#### EXERCISE DETAILS:
Counting the line with "Return one point per instance of the wooden crate" as the last one, copy out the lines of the data exactly from the first onward.

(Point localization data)
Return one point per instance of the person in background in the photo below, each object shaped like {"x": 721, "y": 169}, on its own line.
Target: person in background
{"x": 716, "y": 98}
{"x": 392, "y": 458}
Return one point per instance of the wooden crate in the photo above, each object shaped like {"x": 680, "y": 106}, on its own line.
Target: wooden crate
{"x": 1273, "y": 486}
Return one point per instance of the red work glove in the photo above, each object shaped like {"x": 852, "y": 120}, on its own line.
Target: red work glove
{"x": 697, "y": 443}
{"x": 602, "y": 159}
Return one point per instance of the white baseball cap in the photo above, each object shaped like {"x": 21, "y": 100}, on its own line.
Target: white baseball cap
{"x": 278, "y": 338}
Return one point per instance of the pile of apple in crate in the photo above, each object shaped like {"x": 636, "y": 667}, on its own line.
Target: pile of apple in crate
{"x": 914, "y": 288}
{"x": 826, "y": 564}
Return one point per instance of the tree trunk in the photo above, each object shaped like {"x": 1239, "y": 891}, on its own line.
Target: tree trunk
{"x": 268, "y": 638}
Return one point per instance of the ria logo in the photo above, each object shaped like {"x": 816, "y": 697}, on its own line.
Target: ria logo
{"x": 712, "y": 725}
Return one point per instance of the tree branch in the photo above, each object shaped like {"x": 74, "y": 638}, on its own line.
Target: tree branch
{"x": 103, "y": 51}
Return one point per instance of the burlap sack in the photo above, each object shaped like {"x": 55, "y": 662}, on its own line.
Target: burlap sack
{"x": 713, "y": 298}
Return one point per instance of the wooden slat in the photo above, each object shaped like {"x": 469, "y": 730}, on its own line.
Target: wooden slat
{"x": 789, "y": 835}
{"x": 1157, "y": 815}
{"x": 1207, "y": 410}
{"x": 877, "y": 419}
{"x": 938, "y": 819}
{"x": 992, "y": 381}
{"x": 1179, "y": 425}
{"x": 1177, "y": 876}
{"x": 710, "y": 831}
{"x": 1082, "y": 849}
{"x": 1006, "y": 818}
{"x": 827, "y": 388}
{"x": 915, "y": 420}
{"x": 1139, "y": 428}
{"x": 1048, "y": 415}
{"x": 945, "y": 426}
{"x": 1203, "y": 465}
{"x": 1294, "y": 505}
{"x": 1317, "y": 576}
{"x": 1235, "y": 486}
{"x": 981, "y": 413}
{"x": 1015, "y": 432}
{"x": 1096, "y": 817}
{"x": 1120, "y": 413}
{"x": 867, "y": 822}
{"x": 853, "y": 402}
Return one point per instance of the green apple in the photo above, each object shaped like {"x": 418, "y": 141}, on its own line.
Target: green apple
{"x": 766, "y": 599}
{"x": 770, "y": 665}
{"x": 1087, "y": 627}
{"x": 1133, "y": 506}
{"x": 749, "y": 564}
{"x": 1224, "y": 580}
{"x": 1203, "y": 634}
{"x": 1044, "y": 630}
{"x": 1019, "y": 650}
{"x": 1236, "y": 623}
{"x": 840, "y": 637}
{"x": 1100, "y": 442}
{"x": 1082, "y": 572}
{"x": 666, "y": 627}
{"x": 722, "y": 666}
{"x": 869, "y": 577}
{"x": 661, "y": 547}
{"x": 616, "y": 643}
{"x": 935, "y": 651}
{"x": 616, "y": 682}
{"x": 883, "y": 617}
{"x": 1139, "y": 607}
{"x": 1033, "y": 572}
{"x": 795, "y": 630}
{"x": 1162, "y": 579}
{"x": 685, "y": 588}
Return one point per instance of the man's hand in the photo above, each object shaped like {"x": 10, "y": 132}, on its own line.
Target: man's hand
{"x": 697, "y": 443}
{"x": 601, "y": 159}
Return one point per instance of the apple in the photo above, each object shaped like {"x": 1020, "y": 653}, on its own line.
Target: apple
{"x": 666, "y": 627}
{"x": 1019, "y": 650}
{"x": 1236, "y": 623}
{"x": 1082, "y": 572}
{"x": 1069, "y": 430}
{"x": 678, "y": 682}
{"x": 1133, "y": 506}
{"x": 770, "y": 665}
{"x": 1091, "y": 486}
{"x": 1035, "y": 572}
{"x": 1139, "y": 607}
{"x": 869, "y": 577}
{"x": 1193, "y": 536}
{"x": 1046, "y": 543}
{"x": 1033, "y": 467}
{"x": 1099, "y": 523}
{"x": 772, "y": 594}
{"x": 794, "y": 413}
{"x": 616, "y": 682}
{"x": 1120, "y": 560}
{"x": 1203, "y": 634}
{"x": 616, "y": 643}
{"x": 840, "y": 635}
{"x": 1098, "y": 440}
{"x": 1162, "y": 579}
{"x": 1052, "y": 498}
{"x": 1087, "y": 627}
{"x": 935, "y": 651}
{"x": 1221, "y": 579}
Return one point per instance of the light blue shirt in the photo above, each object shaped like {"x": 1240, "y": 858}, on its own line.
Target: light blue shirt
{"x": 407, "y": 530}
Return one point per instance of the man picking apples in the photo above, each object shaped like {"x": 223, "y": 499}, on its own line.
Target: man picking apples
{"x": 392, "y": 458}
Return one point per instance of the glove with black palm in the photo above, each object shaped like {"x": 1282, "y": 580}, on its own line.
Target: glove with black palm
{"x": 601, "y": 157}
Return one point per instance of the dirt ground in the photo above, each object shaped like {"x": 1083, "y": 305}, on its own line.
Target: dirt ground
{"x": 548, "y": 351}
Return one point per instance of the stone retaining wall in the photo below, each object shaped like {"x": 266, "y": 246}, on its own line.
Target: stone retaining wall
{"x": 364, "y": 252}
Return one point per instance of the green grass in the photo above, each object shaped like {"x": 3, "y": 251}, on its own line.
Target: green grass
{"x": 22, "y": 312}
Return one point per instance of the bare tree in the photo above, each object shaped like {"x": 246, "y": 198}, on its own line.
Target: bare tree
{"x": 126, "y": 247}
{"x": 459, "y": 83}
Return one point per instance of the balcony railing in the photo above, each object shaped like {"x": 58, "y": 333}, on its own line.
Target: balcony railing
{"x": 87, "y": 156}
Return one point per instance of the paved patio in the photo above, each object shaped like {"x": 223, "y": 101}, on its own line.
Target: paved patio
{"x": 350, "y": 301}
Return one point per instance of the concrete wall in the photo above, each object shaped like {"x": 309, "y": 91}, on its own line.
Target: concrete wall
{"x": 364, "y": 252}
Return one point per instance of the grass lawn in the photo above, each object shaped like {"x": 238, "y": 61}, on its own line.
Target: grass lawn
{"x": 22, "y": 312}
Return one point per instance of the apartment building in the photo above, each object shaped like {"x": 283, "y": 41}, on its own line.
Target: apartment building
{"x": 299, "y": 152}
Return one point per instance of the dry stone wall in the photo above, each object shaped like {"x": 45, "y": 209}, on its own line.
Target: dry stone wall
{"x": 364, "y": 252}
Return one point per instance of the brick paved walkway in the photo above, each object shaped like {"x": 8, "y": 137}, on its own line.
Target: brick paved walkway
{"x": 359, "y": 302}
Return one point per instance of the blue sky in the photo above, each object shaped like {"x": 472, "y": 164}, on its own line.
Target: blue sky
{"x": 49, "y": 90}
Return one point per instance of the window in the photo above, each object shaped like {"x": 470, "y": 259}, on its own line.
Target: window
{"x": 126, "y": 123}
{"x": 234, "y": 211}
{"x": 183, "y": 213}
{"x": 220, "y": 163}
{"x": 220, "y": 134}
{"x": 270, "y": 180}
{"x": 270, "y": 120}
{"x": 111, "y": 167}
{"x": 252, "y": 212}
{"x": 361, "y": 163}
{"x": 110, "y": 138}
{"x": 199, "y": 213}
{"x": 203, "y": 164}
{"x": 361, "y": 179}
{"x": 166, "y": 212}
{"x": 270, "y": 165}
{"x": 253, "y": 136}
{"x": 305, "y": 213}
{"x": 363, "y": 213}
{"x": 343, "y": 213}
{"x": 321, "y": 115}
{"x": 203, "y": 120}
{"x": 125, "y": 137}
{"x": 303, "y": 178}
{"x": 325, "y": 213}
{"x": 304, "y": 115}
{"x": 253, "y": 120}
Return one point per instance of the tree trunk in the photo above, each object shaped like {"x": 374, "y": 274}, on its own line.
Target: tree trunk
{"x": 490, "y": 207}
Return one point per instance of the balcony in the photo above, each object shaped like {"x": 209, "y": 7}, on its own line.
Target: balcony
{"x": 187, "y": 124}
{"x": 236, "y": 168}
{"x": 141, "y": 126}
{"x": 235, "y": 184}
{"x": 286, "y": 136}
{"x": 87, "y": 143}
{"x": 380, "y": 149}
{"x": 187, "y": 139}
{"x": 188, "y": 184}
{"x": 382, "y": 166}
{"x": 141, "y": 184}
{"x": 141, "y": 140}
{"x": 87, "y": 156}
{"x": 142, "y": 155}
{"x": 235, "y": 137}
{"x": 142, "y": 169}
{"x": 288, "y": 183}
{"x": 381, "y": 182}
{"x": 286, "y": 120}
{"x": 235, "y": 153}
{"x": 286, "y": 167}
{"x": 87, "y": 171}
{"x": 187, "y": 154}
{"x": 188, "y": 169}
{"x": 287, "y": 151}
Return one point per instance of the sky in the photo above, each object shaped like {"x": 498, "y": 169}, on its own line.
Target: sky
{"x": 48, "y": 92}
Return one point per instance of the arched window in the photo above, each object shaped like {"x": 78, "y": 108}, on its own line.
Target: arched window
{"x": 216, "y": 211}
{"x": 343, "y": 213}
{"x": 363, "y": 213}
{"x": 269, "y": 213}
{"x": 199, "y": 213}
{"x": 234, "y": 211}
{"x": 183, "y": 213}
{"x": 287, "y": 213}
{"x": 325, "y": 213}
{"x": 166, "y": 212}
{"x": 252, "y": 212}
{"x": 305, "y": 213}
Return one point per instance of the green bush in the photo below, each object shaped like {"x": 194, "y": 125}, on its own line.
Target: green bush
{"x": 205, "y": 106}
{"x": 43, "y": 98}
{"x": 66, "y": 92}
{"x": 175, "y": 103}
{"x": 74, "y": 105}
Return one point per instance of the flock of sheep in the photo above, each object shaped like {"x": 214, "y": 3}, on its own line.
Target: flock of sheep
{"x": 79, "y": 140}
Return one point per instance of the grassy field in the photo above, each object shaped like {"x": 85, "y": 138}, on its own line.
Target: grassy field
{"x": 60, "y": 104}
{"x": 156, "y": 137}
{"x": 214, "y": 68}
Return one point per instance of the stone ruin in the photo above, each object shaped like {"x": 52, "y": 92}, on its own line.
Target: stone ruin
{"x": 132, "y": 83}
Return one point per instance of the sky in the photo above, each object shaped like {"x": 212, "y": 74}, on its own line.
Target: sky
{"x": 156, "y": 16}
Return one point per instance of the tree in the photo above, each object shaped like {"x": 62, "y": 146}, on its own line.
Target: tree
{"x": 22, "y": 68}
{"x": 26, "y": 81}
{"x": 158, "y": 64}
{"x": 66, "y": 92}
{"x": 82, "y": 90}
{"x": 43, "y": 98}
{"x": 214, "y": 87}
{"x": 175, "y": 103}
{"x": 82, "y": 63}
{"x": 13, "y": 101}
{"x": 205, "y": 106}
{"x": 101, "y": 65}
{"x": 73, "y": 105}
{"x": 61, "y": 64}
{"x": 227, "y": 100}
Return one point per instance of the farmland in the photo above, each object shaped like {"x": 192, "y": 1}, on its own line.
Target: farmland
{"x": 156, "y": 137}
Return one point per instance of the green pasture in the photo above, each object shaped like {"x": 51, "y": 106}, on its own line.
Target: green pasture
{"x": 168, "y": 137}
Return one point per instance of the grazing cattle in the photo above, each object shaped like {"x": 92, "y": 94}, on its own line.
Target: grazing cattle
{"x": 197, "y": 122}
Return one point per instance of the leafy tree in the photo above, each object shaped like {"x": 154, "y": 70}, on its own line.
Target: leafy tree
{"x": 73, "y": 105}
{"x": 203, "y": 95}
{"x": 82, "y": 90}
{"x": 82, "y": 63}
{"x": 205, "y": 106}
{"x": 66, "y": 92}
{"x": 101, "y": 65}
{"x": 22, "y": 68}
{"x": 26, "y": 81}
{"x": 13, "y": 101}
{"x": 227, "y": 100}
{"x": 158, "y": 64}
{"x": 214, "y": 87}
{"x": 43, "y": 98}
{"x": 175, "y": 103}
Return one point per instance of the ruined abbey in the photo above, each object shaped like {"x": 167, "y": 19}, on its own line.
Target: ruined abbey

#### EXERCISE ANSWER:
Return one point per instance of the person in background in the photo below, each object shaped like {"x": 721, "y": 169}, on its own line.
Target: person in background
{"x": 716, "y": 98}
{"x": 392, "y": 458}
Return one point per instance of the wooden crate in the photo above, each object shaped like {"x": 680, "y": 106}, on its own line.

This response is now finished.